> **Document passage**:
☆ ☆ ☆ ☆ ☆

YAO - Yet Another OCXO for the HP 5316A counter

The HP 5316A is a nice little counter. Well, not so little, it is housed in a deep case, but certainly not a 5335A sized beast.

I have one which I originally built from two non working units sourced from eBay. It has Option 003, which is the 1.3GHz channel C, a useful option. However, it does not have a high stability timebase. Option 001 is the TCXO and Option 004 is the OCXO. It has neither, just a simple quartz oscillator. While it is not impossible to find the OCXO option on eBay, it is certainly not economical to do so due to its price. It usually costs way more than the base instrument itself. Furthermore, it is a bulky unit, with the power supply board and the oven being two separate units. I wouldn't even bother with it, as I already have plenty of counters with ovenized references and I have a GPSDO anyway. But, I had a Bliley 47A1282 OCXO laying around in my junk box. So why not use that to replicate Opt 004 and have a counter that can be used outside of the lab. 

I'm not the first one to venture into this project, there is a whole thread on EEVblog on this. I could have taken one of the designs there, but due to the different OCXOs, availability of parts, etc., it would have needed redesign anyway. So, why not start the design from scratch, it is a nice little project for those rainy evenings.

The requirements I set were fairly straightforward:

• Use common parts, and of course use the OCXO I already have.
• The design should be electronically compatible with the counter, and
• it should also be mechanically compatible, including connectors, fastening and access for adjustment.

These are not hard to meet. The design is very simple. By looking at the service manual of the 5316A the connector pinout is available. Basically the only thing required besides the actual OCXO is a power supply. The counter provides around 7.5V standby voltage. However, the OCXO module is running on 5V. This is solved by a simple 5V low dropout regulator, I used a L4941BV. Especially during the warm up, the OCXO can consume up to 500mA, so to be on the safe side a small heatsink is required on the regulator.

Other than the supply, there are two additional components on the board. One is a 12 turn pot for the fine tuning of the frequency and the other is the 50ohm (R1 and R2) termination for the 10MHz out, as required by the datasheet of the OCXO.

The schematic was drafted in KiCAD.

KiCAD was also used for the  PCB design 

The PCB was designed to mount the same vertical way as the original oscillator boards, using the same L shaped brackets and right angle pin header. The tuning pot is placed in such a way, that it is accessible via the hole on the backpanel, so one can do closed cased adjustment for better thermal equilibrium. Although in practice, due to the long distance, it is quite fiddly to be able to access the very small screw on the pot.

I got the PCB manufactured by JLC PCB, they did a good job.

 

 After soldering all the components, verifying that the regulator is working as intended I installed the boards, which worked at first try.

I did successfully adjust it to my GPSDO, which is a good sign as it means the OCXO module is not outside its nominal frequency. (Of course that was verified in advance.)

☆ ☆ ☆ ☆ ☆

> **Provided material**:
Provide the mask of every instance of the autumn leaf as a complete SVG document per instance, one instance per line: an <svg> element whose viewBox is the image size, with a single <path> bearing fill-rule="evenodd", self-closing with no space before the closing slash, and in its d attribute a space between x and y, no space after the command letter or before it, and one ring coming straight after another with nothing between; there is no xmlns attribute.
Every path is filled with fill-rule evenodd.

☆ ☆ ☆ ☆ ☆

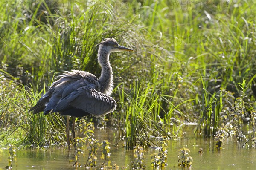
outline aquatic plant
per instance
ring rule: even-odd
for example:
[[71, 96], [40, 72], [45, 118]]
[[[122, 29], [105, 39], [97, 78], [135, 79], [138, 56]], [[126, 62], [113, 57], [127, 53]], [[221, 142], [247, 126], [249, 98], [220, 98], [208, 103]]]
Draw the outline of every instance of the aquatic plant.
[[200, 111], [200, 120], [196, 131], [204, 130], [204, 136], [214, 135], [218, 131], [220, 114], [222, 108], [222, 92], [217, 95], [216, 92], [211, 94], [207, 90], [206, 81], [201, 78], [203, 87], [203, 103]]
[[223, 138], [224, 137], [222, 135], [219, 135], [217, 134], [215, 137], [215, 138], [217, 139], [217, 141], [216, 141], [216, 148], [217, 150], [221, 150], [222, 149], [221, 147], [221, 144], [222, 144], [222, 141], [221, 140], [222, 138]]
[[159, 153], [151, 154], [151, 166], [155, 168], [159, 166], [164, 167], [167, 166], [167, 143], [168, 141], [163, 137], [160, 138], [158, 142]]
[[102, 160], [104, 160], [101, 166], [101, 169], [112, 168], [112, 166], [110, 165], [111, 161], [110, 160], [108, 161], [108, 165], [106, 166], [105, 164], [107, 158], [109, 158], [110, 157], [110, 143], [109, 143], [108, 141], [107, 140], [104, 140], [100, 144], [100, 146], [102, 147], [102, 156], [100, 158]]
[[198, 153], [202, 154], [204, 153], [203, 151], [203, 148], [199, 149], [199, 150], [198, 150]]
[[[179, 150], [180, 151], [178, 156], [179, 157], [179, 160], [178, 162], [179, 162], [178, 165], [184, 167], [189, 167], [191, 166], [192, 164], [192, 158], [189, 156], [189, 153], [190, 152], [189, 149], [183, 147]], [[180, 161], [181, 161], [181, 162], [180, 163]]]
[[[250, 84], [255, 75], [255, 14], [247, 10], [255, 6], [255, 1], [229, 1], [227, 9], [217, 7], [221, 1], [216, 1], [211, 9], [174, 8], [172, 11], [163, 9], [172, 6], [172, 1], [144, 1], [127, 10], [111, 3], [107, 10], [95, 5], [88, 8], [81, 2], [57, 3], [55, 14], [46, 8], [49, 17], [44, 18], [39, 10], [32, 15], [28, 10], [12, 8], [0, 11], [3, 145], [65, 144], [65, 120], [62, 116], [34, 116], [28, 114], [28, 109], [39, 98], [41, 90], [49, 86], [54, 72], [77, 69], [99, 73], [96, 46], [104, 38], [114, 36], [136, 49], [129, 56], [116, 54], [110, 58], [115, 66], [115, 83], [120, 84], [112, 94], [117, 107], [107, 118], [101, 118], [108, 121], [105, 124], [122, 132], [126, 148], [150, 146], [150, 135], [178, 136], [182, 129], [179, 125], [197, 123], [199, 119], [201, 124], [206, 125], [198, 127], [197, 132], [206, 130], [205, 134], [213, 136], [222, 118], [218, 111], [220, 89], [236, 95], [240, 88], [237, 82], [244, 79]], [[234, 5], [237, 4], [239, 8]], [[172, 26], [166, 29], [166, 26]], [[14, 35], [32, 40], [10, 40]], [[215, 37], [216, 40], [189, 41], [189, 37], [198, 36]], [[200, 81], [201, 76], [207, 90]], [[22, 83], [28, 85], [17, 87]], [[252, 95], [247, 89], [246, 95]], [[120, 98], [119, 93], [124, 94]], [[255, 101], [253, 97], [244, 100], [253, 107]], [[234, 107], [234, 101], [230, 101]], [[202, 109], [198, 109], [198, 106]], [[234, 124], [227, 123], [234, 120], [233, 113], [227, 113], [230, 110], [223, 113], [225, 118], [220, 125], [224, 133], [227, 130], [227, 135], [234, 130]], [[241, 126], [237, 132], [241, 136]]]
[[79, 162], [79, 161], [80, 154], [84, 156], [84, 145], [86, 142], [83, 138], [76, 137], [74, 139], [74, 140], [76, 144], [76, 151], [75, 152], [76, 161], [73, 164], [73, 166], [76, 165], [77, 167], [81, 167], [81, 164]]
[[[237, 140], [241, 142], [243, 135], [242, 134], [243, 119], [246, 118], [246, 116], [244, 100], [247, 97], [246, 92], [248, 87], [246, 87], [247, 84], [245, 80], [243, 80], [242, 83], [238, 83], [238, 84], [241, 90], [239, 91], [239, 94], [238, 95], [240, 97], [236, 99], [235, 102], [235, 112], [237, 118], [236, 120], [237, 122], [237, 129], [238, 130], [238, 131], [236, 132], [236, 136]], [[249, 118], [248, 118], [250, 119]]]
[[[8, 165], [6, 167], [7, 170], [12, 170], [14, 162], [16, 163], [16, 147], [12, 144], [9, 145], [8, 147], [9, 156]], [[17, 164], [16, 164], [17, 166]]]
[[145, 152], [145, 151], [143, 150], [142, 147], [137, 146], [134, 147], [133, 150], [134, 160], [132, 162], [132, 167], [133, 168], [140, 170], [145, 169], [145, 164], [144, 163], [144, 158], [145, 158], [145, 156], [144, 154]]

☆ ☆ ☆ ☆ ☆

> **Things to do**:
(A) In the OCXO article, which regulator supplies 5V to the OCXO module?
(B) List each HP 5316A option that the OCXO article names, with what it provides.
(C) Pick up the OCXO article after its last sentence and keep writing it.
The records play no part in what is asked here.

> **Answers for this exercise**:
(A) An L4941BV 5V low dropout regulator.

(B)
- Option 001: the TCXO
- Option 003: the 1.3GHz channel C
- Option 004: the OCXO

(C)
There is the new Opt 004 in the top left corner of the picture, next to the HPIB interface boards.

So far it has been working fine, I will sometime check how much it drifts.

Completing Opt 004 on the 5342A

Continuing from Part 1. 

I got all the required components and based on the schematics and board layout in the service manual, I simply installed all of them. I was trying to make it look as original as I could, so I even used proper push on pins for the additional connection of wires (though I did not have gold plated ones, bummer), and in general, used parts that fitted well to the footprints on the board. 

This was quite simple. A handful of components to the A2 display board and a couple of wires from the backplane to the board. An hour later I had the finished board.

The new components are on the right. The DAC80-CCD-V chip is evident. There are the four TTL ICs next to the DAC to the left. Some resistors and trimmers on the upper right and the SMB connector for the output just below the DAC. The empty socket is for the connecting cable to the mainboard.

That is all for the display board.

Three wires are needed from the backplane to provide power (+- 15V) to the DAC and to provide the LDA signal for the CPU access. 

Also required a run of coax cable from the SMB socket to the BNC connector on the backside of the instrument (upmost BNC on the picture).

All components were installed, the wires connected and secured. Then I hooked up a multimeter to the DAC out, gave some signal to the 5342A to count and hit the DAC button. I got a voltage out which was about right. Promising start, so I did the adjustment procedure described in the service manual. Basically the offset and the gain pots had to be adjusted to get zero and 9.99V out for 000 and 999 counts at the specified digits. 

The video shows the somewhat useless demonstration of selecting the drifting Hz digits for DAC source. The voltage is accurate and sometimes it can be seen that the digits are probably entered sequentially into the DAC, the Fluke 87 is fast enough to do a measurement between the update of the most and least significant digit.

It is also good to know that the DAC will convert any digits to voltage, so if the unit is equipped with Opt 002 for RF level measurement, one can hit AMPL for the dBm display and then do a SHIFT-DAC-9 and the DAC output will provide the dBm level, though without the sign for negative values. But still, this could be useful

So to summarize, it is possible to retrofit Opt 004 to the HP 5342A counter. There is only one special part required, the DAC, but even that can be sourced easily. All other parts are common and readily available. 

Adding Opt 001 and Opt 004 to the 5342A - Part 1

I have recently fixed an HP 5342A microwave frequency counter.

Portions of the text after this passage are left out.